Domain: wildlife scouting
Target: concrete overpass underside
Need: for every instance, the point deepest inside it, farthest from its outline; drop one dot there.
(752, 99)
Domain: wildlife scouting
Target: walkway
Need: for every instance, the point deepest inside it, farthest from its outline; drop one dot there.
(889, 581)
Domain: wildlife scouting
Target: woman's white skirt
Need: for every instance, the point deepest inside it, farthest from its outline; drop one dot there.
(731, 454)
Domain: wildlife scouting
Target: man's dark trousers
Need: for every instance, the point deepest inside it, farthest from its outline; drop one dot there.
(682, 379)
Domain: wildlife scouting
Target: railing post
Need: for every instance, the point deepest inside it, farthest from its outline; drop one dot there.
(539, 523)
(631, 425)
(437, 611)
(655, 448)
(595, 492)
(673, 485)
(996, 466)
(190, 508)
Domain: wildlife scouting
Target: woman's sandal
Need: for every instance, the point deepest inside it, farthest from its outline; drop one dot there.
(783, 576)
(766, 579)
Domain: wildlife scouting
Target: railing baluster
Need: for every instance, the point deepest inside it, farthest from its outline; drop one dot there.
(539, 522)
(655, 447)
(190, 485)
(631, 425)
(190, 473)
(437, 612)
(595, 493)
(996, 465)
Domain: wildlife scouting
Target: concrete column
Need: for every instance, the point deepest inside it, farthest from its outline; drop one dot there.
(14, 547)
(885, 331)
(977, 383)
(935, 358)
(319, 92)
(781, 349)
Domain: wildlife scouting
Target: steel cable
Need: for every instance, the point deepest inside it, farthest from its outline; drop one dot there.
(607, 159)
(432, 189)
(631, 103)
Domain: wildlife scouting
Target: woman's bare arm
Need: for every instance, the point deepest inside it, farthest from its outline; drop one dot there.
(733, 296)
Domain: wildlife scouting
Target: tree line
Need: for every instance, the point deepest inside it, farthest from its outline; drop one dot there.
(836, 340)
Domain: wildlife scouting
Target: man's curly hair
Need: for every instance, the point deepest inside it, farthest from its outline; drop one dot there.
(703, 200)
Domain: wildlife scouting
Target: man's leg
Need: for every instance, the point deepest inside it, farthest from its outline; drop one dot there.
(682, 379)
--
## Do this
Every line of the material must be returned exactly as it appears.

## Task output
Domain: wildlife scouting
Target: concrete overpass underside
Need: for every instance, the point deepest inside it, farthest from its outline; drop one dot there.
(752, 99)
Domain: wildlife scouting
Target: walkway
Need: for every instance, the point deepest inside it, farthest from its outline; drop one dot there.
(889, 581)
Domain: wildlife scouting
Target: woman's white skirt
Need: for every instance, the point deepest inside it, farthest from its outline; drop one dot there.
(731, 454)
Domain: wildlife scouting
Target: man's dark trousers
Need: for every instance, the point deepest inside it, farthest from its outline; drop one dot there.
(682, 379)
Domain: wildlife scouting
Target: railing post
Need: for every instance, the point deepest inside it, farthest from its outline; drop one dot there.
(539, 523)
(631, 425)
(437, 611)
(655, 448)
(595, 492)
(673, 485)
(996, 466)
(190, 508)
Domain: wildlife scouting
Target: woman's sandal
Need: for every instance, the point deepest inside it, farthest from its outline; drop one dot there.
(783, 576)
(766, 579)
Domain: wildlife scouting
Target: railing baluster
Need: for every instance, the point deepest inside it, farthest from its outline; drop one dot there.
(539, 522)
(655, 447)
(190, 485)
(631, 425)
(190, 473)
(437, 612)
(595, 493)
(996, 465)
Domain: wildlife scouting
Target: concrete column
Need: for every instance, the point deepest inside it, farthest from its outline; drop one dot there.
(14, 547)
(885, 331)
(977, 383)
(935, 358)
(319, 92)
(781, 349)
Domain: wildlife scouting
Target: steel cable
Need: for every instance, the point deepest inside it, farthest from its outline; drop one dot there.
(607, 159)
(432, 189)
(631, 103)
Domain: wildlife scouting
Target: woman's bare arm
Need: for every instance, the point deepest inside it, farthest from its outline; drop one dot there.
(733, 296)
Domain: wildlife scouting
Target: tree line
Need: for every instance, the point deepest inside it, farthest from its outline; drop one dot there.
(836, 340)
Domain: wildlife scouting
Target: man's curly hair
Need: for every instance, the point deepest inside it, farthest from its outline; drop one dot there.
(703, 200)
Domain: wildlife scouting
Target: man's leg
Need: for every instance, the point deepest inside it, farthest from its outline; drop one dot there.
(682, 379)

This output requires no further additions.